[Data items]
--------

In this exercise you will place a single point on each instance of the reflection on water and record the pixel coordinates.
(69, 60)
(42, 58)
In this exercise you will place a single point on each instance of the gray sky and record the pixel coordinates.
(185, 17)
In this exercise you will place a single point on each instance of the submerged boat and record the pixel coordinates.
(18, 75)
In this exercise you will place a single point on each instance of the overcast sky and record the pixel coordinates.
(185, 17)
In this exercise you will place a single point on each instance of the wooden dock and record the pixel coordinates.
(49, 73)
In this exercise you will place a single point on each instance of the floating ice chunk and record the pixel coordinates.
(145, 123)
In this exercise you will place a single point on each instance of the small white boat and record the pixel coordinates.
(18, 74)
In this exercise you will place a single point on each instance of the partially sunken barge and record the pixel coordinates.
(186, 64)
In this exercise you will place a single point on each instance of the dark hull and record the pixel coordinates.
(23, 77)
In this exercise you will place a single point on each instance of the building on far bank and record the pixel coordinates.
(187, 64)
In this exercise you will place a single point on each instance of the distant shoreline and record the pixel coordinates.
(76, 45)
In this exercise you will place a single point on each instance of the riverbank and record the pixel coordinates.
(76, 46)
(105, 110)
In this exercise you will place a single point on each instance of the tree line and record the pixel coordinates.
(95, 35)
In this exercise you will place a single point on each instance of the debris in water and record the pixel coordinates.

--------

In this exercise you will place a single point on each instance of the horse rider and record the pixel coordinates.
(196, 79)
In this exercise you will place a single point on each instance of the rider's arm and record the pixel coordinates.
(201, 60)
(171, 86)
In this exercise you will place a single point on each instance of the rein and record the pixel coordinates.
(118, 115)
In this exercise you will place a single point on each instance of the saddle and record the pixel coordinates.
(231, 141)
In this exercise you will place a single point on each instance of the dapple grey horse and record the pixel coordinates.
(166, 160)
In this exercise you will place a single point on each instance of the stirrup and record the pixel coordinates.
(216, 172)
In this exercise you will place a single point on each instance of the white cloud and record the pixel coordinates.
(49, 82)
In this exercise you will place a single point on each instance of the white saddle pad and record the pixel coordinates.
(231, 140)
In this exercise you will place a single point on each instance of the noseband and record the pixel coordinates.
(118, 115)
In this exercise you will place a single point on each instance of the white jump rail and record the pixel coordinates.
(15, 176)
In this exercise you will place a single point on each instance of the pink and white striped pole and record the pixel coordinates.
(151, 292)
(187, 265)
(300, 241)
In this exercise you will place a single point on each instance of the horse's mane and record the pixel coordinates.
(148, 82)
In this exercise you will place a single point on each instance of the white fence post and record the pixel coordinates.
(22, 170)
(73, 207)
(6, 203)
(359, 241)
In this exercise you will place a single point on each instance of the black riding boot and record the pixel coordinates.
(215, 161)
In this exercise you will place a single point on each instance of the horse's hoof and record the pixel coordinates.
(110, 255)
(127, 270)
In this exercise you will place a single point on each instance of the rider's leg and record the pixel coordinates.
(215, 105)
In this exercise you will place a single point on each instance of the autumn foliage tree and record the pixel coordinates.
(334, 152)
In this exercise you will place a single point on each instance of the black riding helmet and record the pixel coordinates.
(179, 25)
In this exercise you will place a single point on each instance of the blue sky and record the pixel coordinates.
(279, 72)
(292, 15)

--------

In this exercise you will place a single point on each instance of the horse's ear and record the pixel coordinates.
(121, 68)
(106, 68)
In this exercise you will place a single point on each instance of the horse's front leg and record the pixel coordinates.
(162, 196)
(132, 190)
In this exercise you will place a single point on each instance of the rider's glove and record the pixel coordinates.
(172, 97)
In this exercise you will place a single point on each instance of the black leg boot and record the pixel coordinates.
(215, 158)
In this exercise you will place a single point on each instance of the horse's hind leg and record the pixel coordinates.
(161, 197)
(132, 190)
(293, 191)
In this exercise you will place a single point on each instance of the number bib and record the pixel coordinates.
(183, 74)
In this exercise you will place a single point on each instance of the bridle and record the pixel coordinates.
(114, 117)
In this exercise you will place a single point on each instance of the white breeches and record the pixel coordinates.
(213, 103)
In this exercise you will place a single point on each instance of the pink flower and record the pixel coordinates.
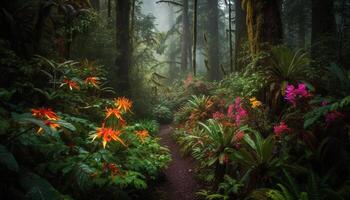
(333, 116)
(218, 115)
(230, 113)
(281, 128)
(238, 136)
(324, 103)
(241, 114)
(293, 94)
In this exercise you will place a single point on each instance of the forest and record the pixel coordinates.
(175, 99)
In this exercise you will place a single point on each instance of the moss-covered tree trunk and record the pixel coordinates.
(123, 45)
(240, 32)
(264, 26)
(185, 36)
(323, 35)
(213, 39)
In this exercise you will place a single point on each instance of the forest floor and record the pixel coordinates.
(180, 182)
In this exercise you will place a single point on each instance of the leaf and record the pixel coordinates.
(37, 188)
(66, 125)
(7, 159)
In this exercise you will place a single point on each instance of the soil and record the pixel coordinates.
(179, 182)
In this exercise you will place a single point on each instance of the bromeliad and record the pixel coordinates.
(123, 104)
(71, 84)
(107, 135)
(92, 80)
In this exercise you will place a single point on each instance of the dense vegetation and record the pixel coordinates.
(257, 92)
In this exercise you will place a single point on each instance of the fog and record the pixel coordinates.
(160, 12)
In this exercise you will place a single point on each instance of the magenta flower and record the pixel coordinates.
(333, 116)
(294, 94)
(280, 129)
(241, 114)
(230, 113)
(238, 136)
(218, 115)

--------

- [WORK INSTRUCTIONS]: Pull out every line of the items above that contains the string "forest", matching case exactly.

- [ANSWER IN FULL]:
In this exercise you will place a single point on each instance of the forest and record the pixel coordinates.
In this exercise you will place a single point on each instance of the forest floor and record the pixel coordinates.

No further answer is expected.